• _Yapılacak görev_: Aşağıdaki satırların tamamını, "single point" ifadesinin yerine "one point" koyarak yeniden yazın; başka hiçbir şeyi değiştirmeyin.
##### Satırlar
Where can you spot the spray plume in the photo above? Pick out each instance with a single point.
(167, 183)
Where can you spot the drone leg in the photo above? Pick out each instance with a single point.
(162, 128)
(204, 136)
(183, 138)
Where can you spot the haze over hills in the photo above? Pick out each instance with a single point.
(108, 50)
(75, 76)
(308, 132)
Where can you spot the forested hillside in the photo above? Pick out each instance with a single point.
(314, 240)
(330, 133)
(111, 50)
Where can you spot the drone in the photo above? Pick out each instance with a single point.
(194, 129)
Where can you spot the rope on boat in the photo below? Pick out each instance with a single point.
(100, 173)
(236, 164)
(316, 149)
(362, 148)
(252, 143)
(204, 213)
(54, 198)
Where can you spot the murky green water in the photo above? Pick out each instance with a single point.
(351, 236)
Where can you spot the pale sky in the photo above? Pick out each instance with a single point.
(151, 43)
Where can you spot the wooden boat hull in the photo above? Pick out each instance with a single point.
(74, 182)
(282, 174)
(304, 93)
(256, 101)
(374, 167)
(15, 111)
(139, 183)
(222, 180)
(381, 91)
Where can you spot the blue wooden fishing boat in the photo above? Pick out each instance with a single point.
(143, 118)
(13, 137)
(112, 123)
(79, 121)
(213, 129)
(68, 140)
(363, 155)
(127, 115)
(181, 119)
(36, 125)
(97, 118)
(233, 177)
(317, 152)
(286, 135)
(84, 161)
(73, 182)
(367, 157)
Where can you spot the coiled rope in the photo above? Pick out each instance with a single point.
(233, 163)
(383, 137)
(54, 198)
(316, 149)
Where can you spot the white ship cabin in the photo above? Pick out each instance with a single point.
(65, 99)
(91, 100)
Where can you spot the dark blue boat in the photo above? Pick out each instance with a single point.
##########
• _Sorunun çözümü_:
Where can you spot the spray plume in the photo above? Pick out each instance with a one point.
(167, 183)
Where can you spot the drone leg in the photo above? Pick out each instance with a one point.
(162, 128)
(204, 136)
(183, 138)
Where can you spot the haze over hills in the photo above? Pick out each instance with a one point.
(108, 50)
(75, 76)
(308, 132)
Where can you spot the forested hillside in the photo above? Pick out each instance with a one point.
(314, 240)
(330, 133)
(111, 50)
Where can you spot the drone in the photo above? Pick out each instance with a one point.
(194, 129)
Where can you spot the rope on boat in the photo below? Pick out each instance with a one point.
(100, 173)
(236, 164)
(316, 149)
(362, 148)
(252, 143)
(204, 213)
(54, 198)
Where can you spot the murky green water in the photo above? Pick out each instance with a one point.
(351, 236)
Where can you spot the pale sky in the photo above? Pick out each instance with a one point.
(151, 43)
Where can you spot the wooden boat hull in the photo above? Pick out each instance with a one point.
(74, 182)
(282, 174)
(304, 93)
(256, 101)
(374, 167)
(15, 111)
(139, 183)
(222, 180)
(381, 91)
Where can you spot the blue wooden fishing boat in the photo above? Pick out each instance with a one point.
(143, 118)
(13, 137)
(112, 123)
(79, 121)
(213, 129)
(68, 140)
(363, 155)
(127, 115)
(181, 119)
(36, 125)
(97, 118)
(233, 177)
(317, 152)
(286, 135)
(84, 161)
(73, 182)
(367, 157)
Where can you spot the coiled rope in the photo above? Pick out each instance with a one point.
(233, 163)
(383, 137)
(54, 198)
(316, 149)
Where can you spot the white ship cabin in the photo above? Pick out each instance with a one point.
(65, 99)
(91, 100)
Where can you spot the dark blue boat in the photo above? Pick out each instance with a one point.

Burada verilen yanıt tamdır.